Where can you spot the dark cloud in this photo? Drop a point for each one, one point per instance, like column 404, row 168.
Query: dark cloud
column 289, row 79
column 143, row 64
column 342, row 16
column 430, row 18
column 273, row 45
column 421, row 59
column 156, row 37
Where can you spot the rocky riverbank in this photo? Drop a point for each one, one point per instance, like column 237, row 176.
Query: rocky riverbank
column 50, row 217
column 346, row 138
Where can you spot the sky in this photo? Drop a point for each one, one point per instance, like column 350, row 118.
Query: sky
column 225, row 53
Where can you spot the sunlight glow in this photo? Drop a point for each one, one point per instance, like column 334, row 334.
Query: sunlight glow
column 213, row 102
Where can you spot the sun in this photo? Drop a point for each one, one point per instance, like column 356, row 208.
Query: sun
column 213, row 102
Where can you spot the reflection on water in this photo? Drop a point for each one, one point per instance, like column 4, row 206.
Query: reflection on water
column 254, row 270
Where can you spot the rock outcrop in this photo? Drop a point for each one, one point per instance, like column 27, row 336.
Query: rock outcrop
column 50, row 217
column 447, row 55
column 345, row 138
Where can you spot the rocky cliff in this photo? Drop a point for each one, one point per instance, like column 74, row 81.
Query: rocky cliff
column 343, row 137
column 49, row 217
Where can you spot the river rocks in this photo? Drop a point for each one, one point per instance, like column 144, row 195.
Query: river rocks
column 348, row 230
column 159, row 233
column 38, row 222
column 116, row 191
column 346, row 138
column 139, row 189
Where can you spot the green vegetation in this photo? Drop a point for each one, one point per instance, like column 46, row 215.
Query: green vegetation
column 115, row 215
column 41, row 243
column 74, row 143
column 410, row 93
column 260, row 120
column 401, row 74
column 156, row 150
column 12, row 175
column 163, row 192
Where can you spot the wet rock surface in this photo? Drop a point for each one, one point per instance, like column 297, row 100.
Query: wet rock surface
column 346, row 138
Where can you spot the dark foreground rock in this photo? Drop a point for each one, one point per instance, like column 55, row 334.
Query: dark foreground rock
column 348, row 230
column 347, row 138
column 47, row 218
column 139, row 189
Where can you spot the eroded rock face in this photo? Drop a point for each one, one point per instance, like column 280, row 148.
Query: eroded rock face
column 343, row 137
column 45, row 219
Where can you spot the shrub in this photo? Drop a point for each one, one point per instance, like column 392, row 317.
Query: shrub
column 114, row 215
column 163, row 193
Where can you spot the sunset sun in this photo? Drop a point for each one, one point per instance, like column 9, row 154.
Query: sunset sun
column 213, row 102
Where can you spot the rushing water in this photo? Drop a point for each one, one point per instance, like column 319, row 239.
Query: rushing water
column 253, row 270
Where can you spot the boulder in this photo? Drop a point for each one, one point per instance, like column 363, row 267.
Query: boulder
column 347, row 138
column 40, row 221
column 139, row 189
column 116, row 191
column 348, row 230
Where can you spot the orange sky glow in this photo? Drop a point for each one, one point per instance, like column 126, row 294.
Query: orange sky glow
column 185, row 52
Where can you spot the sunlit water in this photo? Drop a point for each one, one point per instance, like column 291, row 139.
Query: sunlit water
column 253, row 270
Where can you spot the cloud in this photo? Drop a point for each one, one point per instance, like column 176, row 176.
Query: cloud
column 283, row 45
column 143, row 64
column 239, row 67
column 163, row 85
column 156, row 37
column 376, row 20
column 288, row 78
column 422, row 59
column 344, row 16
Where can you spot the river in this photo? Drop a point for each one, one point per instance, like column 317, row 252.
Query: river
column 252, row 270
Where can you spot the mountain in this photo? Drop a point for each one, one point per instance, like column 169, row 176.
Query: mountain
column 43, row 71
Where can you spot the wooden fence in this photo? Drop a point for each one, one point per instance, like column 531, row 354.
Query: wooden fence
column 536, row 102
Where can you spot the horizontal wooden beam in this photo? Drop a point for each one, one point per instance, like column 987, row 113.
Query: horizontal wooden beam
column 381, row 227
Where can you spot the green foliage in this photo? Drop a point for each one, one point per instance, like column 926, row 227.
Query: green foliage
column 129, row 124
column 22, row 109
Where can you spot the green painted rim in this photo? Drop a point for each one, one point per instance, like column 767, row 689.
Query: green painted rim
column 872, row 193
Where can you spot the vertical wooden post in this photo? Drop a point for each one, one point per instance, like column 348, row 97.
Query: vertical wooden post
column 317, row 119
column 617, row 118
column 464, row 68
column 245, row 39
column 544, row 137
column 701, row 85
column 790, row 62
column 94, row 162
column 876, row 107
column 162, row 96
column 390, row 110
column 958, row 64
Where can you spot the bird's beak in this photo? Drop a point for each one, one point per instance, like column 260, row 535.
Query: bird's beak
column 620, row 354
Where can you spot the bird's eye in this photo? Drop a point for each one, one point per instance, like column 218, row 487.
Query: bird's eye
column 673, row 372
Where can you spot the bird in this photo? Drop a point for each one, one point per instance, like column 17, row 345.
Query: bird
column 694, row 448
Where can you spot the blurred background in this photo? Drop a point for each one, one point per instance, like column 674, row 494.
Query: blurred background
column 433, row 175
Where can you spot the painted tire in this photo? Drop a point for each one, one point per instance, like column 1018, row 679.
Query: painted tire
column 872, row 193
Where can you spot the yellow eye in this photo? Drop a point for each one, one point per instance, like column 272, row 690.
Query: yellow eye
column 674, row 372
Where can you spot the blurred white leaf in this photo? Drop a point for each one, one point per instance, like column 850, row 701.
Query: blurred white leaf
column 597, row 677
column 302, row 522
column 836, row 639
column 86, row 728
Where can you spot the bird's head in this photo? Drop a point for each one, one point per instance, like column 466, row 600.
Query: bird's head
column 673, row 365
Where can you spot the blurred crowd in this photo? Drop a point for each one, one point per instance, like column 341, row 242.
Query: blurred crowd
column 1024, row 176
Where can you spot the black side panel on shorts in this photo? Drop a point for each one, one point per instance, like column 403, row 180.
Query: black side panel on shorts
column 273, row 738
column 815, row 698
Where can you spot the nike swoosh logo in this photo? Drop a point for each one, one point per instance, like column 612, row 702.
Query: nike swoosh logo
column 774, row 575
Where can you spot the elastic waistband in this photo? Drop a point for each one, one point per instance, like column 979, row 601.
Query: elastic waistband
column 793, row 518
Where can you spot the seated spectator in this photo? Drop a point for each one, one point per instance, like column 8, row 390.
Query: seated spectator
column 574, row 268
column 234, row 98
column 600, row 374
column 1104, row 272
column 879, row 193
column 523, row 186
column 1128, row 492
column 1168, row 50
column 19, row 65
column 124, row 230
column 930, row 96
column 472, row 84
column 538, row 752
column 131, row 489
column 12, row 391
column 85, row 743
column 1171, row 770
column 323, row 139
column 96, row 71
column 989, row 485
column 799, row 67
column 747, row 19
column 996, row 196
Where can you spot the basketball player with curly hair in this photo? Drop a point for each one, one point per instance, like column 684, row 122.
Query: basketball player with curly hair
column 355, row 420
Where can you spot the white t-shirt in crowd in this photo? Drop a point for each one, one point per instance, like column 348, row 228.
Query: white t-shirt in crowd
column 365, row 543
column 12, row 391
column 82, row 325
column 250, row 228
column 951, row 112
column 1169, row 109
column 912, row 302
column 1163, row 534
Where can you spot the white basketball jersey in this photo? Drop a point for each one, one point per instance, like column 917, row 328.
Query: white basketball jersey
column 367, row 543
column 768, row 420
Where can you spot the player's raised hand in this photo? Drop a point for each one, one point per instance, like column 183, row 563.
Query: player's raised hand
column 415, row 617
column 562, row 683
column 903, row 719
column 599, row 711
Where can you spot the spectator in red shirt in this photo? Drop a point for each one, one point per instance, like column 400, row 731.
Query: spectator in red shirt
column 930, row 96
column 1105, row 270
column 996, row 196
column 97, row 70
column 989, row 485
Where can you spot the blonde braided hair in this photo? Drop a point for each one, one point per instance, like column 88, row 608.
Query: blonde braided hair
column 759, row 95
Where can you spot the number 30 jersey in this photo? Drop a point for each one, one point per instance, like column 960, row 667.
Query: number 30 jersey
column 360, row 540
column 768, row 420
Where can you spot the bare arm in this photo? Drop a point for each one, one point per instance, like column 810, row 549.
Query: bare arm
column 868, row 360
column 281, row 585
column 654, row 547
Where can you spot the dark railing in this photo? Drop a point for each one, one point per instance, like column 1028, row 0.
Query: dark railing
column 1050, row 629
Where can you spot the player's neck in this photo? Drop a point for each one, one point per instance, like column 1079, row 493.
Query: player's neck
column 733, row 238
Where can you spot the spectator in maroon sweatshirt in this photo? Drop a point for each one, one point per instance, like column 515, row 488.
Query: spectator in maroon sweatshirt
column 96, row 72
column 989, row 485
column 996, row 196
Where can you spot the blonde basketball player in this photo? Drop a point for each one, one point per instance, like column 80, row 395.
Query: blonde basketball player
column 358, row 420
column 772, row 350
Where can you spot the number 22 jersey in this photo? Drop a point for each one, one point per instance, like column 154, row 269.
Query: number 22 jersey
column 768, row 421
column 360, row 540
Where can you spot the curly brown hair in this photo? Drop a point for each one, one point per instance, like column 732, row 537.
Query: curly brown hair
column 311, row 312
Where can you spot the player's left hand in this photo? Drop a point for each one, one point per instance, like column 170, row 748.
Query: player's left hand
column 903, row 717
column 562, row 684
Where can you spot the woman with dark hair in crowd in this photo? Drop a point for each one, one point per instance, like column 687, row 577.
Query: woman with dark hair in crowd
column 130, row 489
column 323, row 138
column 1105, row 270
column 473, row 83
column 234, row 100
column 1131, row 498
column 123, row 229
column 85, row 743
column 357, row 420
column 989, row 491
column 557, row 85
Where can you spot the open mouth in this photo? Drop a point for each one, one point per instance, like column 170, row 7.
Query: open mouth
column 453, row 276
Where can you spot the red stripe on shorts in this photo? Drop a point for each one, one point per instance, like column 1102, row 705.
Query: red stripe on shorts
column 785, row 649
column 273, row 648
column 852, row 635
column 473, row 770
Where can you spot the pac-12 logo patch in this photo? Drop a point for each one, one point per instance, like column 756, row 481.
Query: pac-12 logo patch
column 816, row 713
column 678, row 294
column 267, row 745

——————————

** Written problem **
Copy word for word the stretch of the listing above from the line containing "Where can you spot the orange" through the line containing "column 536, row 102", including both of those lines.

** Correct answer **
Where can you spot the orange sky glow in this photo? Drop a point for each one, one point per instance, like column 126, row 294.
Query: orange sky glow
column 185, row 52
Where can you spot the sunlit water in this photo? Drop a point for each one, one point per instance, like column 291, row 139.
Query: sunlit water
column 253, row 270
Where can you spot the cloud in this photo? Drop a point for each one, one point per instance, like column 176, row 176.
Query: cloud
column 283, row 45
column 143, row 64
column 239, row 67
column 163, row 85
column 156, row 37
column 376, row 20
column 288, row 78
column 422, row 59
column 344, row 16
Where can you spot the river in this photo? Drop a point for each one, one point per instance, like column 317, row 252.
Query: river
column 252, row 270
Where can you spot the mountain in this photo? Drop a point for each one, one point per instance, like column 169, row 176.
Query: mountain
column 43, row 71
Where can you spot the wooden fence in this photo? Drop a point for each one, one point per instance, like column 531, row 354.
Query: wooden fence
column 536, row 102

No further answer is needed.